start Extracted material
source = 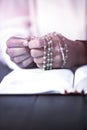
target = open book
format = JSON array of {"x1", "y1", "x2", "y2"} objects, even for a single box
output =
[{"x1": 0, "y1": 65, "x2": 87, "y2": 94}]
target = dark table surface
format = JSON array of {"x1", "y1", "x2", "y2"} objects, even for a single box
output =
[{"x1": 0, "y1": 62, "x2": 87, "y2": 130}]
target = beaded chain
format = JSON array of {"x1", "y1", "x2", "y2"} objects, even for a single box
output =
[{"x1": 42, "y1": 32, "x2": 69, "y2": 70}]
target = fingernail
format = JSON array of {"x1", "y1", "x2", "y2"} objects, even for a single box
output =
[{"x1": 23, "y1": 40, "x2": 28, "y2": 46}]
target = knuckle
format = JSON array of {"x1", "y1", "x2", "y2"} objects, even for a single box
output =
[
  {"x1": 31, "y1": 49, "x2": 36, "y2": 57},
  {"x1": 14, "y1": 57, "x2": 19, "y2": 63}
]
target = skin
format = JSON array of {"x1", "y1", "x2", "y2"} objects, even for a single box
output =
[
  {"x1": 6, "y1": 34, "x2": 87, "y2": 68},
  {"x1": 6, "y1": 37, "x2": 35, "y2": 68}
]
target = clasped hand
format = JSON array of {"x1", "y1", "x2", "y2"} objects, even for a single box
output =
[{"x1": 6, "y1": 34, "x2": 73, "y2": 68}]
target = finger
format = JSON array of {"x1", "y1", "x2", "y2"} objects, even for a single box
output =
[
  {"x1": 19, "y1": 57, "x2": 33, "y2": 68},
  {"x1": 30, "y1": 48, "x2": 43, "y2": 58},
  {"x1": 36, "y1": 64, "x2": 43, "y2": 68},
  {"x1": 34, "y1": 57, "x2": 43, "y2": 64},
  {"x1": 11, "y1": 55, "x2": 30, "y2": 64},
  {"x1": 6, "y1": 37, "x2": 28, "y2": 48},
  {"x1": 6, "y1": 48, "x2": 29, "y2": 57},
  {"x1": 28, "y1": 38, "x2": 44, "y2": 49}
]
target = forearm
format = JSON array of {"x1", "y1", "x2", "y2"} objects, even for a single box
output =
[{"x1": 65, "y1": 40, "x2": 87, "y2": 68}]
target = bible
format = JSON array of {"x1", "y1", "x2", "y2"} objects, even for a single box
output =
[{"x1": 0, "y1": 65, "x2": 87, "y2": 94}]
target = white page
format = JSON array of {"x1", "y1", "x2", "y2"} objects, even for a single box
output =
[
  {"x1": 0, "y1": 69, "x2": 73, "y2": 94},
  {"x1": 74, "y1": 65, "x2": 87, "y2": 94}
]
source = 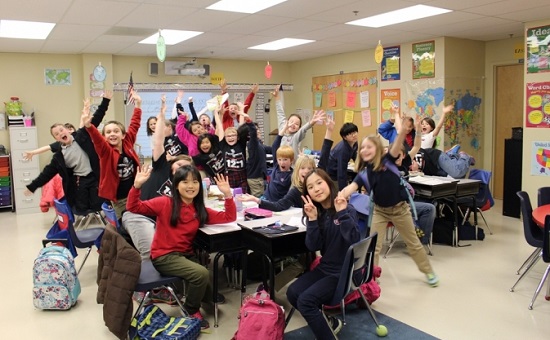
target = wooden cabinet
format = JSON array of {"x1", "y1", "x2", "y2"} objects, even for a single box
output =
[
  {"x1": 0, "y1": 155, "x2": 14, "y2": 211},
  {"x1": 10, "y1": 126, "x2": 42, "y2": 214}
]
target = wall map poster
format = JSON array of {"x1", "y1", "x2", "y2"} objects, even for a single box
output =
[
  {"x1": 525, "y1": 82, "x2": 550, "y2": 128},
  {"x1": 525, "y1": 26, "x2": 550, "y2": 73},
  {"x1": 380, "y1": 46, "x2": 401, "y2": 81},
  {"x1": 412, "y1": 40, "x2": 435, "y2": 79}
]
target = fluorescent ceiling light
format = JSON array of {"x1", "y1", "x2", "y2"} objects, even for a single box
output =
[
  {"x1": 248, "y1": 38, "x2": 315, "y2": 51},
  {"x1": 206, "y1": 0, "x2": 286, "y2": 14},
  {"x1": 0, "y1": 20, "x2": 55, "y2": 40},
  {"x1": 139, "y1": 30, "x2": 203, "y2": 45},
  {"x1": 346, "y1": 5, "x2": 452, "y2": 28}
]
end Extracted material
start Extracted material
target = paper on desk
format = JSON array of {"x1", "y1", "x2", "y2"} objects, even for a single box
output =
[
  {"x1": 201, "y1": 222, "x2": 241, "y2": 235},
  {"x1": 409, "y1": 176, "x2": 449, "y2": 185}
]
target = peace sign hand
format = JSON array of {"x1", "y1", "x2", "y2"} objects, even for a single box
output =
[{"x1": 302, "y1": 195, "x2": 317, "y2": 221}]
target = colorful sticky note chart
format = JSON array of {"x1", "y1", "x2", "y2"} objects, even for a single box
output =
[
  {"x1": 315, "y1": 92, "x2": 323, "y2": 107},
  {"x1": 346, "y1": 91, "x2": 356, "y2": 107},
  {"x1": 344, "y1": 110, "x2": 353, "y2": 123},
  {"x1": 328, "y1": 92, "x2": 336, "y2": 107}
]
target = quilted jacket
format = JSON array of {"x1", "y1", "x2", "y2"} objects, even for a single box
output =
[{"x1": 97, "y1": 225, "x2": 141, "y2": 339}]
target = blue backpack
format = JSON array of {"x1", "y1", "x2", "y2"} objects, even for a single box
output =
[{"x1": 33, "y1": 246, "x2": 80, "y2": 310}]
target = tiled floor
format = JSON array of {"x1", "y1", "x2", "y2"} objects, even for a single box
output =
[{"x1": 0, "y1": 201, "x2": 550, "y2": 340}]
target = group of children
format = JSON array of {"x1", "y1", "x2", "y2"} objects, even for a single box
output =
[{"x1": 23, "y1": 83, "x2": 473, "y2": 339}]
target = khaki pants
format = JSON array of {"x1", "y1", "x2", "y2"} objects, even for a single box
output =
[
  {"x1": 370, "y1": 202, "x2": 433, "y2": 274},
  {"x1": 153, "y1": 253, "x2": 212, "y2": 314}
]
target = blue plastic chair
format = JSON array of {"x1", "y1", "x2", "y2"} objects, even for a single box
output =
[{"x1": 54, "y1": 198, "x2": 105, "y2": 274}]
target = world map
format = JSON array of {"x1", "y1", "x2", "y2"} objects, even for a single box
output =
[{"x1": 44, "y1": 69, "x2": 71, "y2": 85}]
end Extracted material
### [Task statement]
Gather and copy out every line of the material above that contains the word "blue".

### [Exercise answer]
target = blue backpack
target = blue plastic chair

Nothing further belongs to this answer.